Problems to solve |
**a)** According to the vault setup guide, why do multi-depositor vaults need more contract addresses than single-depositor vaults?
**b)** Pick up the vault setup guide after its final line and keep writing it.

Page extract |
"""

Before starting, make sure you have:

Setup

Configure your environment for interacting with the vault, Provisioner, and PriceAndFeeCalculator contracts. Multi-depositor vaults require more contract addresses than single-depositor vaults because pricing and order fulfillment involve additional periphery contracts. 
import {
  createPublicClient,
  createWalletClient,
  http,
} from 'viem'
import { privateKeyToAccount } from 'viem/accounts'
import { mainnet } from 'viem/chains'

const account = privateKeyToAccount('0xYOUR_PRIVATE_KEY')

const publicClient = createPublicClient({
  chain: mainnet,
  transport: http(process.env.RPC_URL_ETHEREUM!),
})

const walletClient = createWalletClient({
  account,
  chain: mainnet,
  transport: http(process.env.RPC_URL_ETHEREUM!),
})

"""

Rows |
"""

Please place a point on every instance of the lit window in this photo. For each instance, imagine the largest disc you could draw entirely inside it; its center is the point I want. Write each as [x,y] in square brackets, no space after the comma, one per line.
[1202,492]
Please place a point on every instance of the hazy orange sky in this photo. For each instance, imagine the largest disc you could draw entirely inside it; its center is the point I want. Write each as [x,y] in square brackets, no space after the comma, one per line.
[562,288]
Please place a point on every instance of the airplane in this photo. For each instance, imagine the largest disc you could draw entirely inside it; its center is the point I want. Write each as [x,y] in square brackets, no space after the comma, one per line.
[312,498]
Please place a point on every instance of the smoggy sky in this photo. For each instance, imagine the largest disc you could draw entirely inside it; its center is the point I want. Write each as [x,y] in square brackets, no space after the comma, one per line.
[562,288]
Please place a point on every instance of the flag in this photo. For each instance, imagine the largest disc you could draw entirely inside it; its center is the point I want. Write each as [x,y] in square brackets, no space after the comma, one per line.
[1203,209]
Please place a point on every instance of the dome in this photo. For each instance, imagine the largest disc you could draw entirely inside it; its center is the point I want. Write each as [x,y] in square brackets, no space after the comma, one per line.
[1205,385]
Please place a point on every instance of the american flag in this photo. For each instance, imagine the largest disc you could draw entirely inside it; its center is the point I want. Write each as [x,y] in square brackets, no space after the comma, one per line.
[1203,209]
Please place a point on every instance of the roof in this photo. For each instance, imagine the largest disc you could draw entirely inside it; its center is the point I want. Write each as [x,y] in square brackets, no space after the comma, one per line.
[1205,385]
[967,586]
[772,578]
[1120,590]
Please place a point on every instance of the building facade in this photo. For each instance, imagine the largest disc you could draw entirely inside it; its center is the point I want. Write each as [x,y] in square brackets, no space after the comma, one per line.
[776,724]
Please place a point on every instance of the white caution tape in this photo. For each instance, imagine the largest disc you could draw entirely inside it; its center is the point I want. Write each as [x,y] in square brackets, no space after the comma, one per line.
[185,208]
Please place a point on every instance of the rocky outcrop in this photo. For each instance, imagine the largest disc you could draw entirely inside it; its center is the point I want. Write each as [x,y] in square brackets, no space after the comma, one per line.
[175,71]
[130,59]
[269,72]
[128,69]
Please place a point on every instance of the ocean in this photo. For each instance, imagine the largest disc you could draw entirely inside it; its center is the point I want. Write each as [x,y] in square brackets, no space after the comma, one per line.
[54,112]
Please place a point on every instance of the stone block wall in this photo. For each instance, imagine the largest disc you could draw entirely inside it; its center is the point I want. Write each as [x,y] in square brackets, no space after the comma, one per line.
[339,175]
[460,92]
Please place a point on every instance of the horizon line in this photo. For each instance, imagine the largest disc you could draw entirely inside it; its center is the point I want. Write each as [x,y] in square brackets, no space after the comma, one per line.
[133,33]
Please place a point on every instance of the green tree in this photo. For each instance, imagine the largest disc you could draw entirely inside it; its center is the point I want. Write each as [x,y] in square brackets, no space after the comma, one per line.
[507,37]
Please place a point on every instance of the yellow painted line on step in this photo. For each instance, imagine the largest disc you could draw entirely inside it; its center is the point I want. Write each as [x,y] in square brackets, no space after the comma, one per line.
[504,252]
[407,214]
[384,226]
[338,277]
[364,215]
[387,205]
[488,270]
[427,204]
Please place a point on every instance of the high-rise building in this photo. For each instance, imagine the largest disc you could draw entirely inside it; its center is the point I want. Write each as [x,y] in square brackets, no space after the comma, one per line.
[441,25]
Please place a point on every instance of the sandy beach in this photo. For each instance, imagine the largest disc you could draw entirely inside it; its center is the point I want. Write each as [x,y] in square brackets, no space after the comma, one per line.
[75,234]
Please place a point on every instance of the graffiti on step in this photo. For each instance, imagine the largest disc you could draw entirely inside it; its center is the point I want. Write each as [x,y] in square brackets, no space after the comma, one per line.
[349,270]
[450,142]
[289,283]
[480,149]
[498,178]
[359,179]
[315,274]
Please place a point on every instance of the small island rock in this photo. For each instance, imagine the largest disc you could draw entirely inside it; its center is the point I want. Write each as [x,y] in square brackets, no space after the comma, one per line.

"""

Expected outputs |
**a)** Pricing and order fulfillment involve additional periphery contracts.

**b)**
// Contract addresses -- see Contract Reference for deployed addresses
// https://docs.gauntlet.xyz/contract-reference/addresses
const VAULT_ADDRESS = '0x...' as const
const PROVISIONER_ADDRESS = '0x...' as const
const PRICE_FEE_CALCULATOR_ADDRESS = '0x...' as const
const FEE_VAULT_ADDRESS = '0x...' as const

Strategy Execution

Strategy execution in multi-depositor vaults uses the same submit(Operation[]) pattern as single-depositor vaults — the guardian submits batched operations that are validated against a Merkle tree. See the Single-Depositor Vaults guide for full details on operation submission, vault state reads, and rebalancing.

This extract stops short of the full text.